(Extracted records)
────────────────────

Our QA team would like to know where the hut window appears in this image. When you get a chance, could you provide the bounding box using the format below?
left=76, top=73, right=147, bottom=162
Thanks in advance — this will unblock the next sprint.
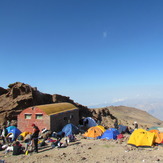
left=24, top=114, right=32, bottom=119
left=36, top=114, right=43, bottom=119
left=63, top=117, right=67, bottom=121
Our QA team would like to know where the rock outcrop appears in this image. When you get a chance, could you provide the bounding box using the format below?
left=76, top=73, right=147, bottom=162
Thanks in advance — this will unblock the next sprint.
left=0, top=82, right=91, bottom=123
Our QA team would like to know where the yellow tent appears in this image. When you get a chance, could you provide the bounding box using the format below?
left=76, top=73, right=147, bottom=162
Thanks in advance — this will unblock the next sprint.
left=83, top=126, right=103, bottom=139
left=127, top=129, right=156, bottom=147
left=96, top=125, right=106, bottom=132
left=149, top=129, right=163, bottom=144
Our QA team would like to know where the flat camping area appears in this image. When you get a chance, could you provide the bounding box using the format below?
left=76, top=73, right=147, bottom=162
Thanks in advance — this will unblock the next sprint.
left=0, top=135, right=163, bottom=163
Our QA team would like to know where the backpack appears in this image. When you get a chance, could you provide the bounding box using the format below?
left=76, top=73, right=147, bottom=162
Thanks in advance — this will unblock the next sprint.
left=68, top=135, right=76, bottom=142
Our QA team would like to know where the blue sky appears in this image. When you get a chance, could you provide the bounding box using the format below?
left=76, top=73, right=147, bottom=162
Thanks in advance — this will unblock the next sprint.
left=0, top=0, right=163, bottom=106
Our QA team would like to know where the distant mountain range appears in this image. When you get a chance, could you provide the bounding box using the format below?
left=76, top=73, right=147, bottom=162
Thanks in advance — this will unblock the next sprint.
left=89, top=98, right=163, bottom=120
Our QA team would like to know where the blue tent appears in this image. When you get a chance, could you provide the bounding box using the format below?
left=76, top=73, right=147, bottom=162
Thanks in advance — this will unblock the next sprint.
left=118, top=125, right=130, bottom=134
left=62, top=123, right=79, bottom=136
left=101, top=128, right=119, bottom=140
left=9, top=127, right=21, bottom=141
left=6, top=126, right=16, bottom=133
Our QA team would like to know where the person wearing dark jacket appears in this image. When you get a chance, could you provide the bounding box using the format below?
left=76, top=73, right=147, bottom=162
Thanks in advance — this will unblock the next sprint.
left=1, top=126, right=8, bottom=145
left=13, top=141, right=23, bottom=155
left=31, top=124, right=40, bottom=153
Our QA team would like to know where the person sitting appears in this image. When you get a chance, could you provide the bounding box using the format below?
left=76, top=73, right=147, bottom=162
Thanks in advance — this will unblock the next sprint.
left=13, top=141, right=24, bottom=155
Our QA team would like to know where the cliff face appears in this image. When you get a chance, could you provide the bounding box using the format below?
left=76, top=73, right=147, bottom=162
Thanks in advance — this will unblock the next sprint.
left=0, top=82, right=91, bottom=123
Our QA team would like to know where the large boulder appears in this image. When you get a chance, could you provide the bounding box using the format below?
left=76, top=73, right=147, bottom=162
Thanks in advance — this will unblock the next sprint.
left=0, top=82, right=91, bottom=123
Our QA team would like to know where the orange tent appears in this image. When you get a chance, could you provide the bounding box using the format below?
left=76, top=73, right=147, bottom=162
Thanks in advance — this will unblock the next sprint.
left=149, top=129, right=163, bottom=144
left=83, top=126, right=103, bottom=139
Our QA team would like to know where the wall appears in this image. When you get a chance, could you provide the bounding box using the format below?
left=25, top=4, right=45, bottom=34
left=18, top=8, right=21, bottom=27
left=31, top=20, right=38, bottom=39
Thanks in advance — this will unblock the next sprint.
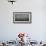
left=0, top=0, right=46, bottom=41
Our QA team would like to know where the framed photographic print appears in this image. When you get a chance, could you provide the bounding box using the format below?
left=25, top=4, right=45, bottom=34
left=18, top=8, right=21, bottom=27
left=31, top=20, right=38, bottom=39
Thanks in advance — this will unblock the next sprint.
left=13, top=12, right=32, bottom=23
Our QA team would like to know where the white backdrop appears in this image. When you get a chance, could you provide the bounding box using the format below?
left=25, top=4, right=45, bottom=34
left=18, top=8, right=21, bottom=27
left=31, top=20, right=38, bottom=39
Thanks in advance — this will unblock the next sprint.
left=0, top=0, right=46, bottom=41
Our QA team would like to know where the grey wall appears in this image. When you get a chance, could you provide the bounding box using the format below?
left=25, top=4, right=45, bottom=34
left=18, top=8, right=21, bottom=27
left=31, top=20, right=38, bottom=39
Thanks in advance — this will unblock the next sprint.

────────────────────

- Aim of the exercise
Render every line of the listing above as a Markdown table with the columns "No." and "Line". Number the rows in order, skip blank lines, and leave the pictures out.

- Task result
| No. | Line |
|---|---|
| 1 | Our QA team would like to know where the hut window appears in this image. When you get a chance, could you provide the bounding box using the format below? |
| 2 | left=76, top=73, right=147, bottom=162 |
| 3 | Thanks in advance — this will unblock the next sprint. |
| 4 | left=24, top=114, right=32, bottom=119 |
| 5 | left=36, top=114, right=43, bottom=119 |
| 6 | left=63, top=117, right=67, bottom=121 |
| 7 | Our QA team would like to know where the rock outcrop appears in this image. When you get a chance, could you provide the bounding box using the format below? |
| 8 | left=76, top=73, right=147, bottom=162 |
| 9 | Thanks in advance — this will unblock the next sprint. |
| 10 | left=0, top=82, right=91, bottom=123 |
| 11 | Our QA team would like to know where the yellow tent appears in this image. When you get a chance, could you provide the bounding box using the format below? |
| 12 | left=76, top=73, right=147, bottom=162 |
| 13 | Thanks in advance — this will unblock the next sprint. |
| 14 | left=83, top=126, right=103, bottom=139 |
| 15 | left=127, top=129, right=156, bottom=147 |
| 16 | left=96, top=125, right=106, bottom=132 |
| 17 | left=149, top=129, right=163, bottom=144 |
| 18 | Our QA team would like to know where the flat camping area appears in this image. When you get a chance, could you provide the bounding box using the format below? |
| 19 | left=76, top=73, right=147, bottom=162 |
| 20 | Thanks in advance — this will unblock the next sprint. |
| 21 | left=0, top=135, right=163, bottom=163 |
| 22 | Our QA team would like to know where the backpack appears in this image. When you get a chance, could you provide the bounding box using the format below? |
| 23 | left=76, top=73, right=147, bottom=162 |
| 24 | Thanks in advance — this will unblock the next sprint. |
| 25 | left=68, top=135, right=76, bottom=142 |
| 26 | Our QA team would like to know where the blue sky appears in this image. When you get a chance, could you provide the bounding box using the format below? |
| 27 | left=76, top=73, right=147, bottom=162 |
| 28 | Thanks in advance — this will unblock the next sprint. |
| 29 | left=0, top=0, right=163, bottom=106 |
| 30 | Our QA team would like to know where the distant mountain range appears in this image. When you get a chance, could you provide the bounding box using the format below? |
| 31 | left=76, top=73, right=147, bottom=162 |
| 32 | Thanks in advance — this will unblock the next sprint. |
| 33 | left=89, top=98, right=163, bottom=120 |
| 34 | Our QA team would like to know where the blue tent appears in this image. When you get a chance, could you provide the bounding box using the format below? |
| 35 | left=76, top=73, right=147, bottom=162 |
| 36 | Thanks in advance — this will unblock the next sprint. |
| 37 | left=118, top=125, right=130, bottom=134 |
| 38 | left=62, top=123, right=79, bottom=136 |
| 39 | left=101, top=128, right=119, bottom=140 |
| 40 | left=9, top=127, right=21, bottom=141 |
| 41 | left=6, top=126, right=16, bottom=133 |
| 42 | Our QA team would like to know where the person wearing dark jacket appears in this image. When you get a chance, could you provide the bounding box using the format below? |
| 43 | left=76, top=73, right=147, bottom=162 |
| 44 | Thanks in advance — this will unblock the next sprint. |
| 45 | left=1, top=126, right=8, bottom=145 |
| 46 | left=13, top=141, right=23, bottom=155 |
| 47 | left=31, top=124, right=40, bottom=153 |
| 48 | Our QA team would like to know where the person sitting appears in this image. When you get a chance, could you provide the bounding box using the format below? |
| 49 | left=76, top=73, right=147, bottom=162 |
| 50 | Thanks in advance — this will unblock the next sprint. |
| 51 | left=13, top=141, right=24, bottom=155 |
| 52 | Our QA team would like to know where the cliff face appears in this image. When you get a chance, could you provide the bounding box using the format below? |
| 53 | left=76, top=73, right=147, bottom=162 |
| 54 | Thanks in advance — this will unblock the next sprint. |
| 55 | left=0, top=82, right=91, bottom=123 |
| 56 | Our QA team would like to know where the large boulder appears in this image. When you get a chance, could you provide the bounding box using the format below? |
| 57 | left=76, top=73, right=147, bottom=162 |
| 58 | Thanks in advance — this will unblock the next sprint. |
| 59 | left=0, top=82, right=91, bottom=123 |
| 60 | Our QA team would like to know where the orange tent appears in this image. When you get a chance, could you provide the bounding box using the format below? |
| 61 | left=76, top=73, right=147, bottom=162 |
| 62 | Thanks in advance — this will unblock the next sprint. |
| 63 | left=149, top=129, right=163, bottom=144 |
| 64 | left=83, top=126, right=103, bottom=139 |
| 65 | Our QA team would like to know where the wall appears in this image. When you get a chance, could you provide the bounding box using the format below? |
| 66 | left=25, top=4, right=45, bottom=34 |
| 67 | left=18, top=8, right=21, bottom=27 |
| 68 | left=31, top=20, right=38, bottom=39 |
| 69 | Thanks in advance — this will unblock the next sprint. |
| 70 | left=0, top=0, right=46, bottom=41 |
| 71 | Our QA team would like to know where the framed photographic print appears in this image. When you get a chance, could you provide the bounding box using the format below? |
| 72 | left=25, top=4, right=45, bottom=34 |
| 73 | left=18, top=8, right=21, bottom=27 |
| 74 | left=31, top=20, right=38, bottom=39 |
| 75 | Thanks in advance — this will unblock the next sprint. |
| 76 | left=13, top=12, right=32, bottom=23 |
| 77 | Our QA team would like to know where the white backdrop appears in this image. When you get a chance, could you provide the bounding box using the format below? |
| 78 | left=25, top=4, right=45, bottom=34 |
| 79 | left=18, top=8, right=21, bottom=27 |
| 80 | left=31, top=20, right=38, bottom=39 |
| 81 | Thanks in advance — this will unblock the next sprint. |
| 82 | left=0, top=0, right=46, bottom=41 |
| 83 | Our QA team would like to know where the grey wall appears in this image. When you get a chance, could you provide the bounding box using the format below? |
| 84 | left=25, top=4, right=45, bottom=34 |
| 85 | left=18, top=8, right=21, bottom=27 |
| 86 | left=31, top=20, right=38, bottom=39 |
| 87 | Thanks in advance — this will unblock the next sprint. |